Goal: List each line of the records below that contains the word "Trace", copying every such line in full.

begin Material for the task

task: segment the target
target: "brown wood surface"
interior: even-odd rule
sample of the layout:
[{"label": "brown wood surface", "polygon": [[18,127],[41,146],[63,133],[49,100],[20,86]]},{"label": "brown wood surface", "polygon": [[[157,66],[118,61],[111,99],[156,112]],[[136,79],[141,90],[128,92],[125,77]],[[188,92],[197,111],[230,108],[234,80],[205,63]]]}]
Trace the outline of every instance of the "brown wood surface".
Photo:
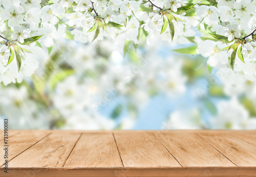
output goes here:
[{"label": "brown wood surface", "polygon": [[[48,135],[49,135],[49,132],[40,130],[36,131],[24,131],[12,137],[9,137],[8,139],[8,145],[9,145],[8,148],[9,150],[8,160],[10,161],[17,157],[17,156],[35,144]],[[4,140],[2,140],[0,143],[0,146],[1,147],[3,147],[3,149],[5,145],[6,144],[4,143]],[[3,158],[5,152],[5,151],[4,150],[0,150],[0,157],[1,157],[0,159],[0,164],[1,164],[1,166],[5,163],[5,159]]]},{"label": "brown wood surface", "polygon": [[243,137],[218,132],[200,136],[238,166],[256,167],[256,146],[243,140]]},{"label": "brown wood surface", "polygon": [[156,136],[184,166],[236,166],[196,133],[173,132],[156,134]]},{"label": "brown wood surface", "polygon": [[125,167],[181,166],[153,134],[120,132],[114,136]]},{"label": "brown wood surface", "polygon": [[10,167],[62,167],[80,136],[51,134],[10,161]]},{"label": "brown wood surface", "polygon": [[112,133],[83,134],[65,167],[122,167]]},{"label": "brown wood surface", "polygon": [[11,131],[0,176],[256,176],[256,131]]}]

end Material for the task
begin Material for the task

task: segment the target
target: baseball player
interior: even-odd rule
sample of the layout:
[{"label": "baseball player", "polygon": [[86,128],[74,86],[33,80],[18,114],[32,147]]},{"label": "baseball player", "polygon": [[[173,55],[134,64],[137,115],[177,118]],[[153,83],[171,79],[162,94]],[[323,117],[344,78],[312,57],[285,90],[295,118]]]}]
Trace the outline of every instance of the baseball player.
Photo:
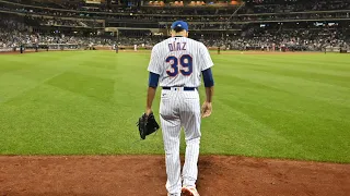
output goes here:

end Material for the task
begin Material for the task

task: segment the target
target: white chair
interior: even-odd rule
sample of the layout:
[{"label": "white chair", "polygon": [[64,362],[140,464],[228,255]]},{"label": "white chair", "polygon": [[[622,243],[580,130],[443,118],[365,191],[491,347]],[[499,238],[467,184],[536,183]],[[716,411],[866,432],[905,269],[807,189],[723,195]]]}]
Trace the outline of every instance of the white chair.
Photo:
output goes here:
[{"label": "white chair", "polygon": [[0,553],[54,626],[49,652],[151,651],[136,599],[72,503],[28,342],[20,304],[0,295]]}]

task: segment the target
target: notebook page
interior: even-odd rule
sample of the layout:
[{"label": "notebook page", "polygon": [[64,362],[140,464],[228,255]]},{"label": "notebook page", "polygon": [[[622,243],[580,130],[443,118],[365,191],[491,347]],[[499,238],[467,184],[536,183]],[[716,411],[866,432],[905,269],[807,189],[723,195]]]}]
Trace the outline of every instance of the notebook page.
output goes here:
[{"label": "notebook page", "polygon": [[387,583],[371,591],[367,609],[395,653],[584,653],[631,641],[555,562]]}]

end Material for the task

Exercise output:
Trace the outline of every instance of the "brown wood surface".
Trace the outline of every instance of the baseball player.
Trace the outline of every instance of the white chair.
Trace the outline of every instance of the notebook page.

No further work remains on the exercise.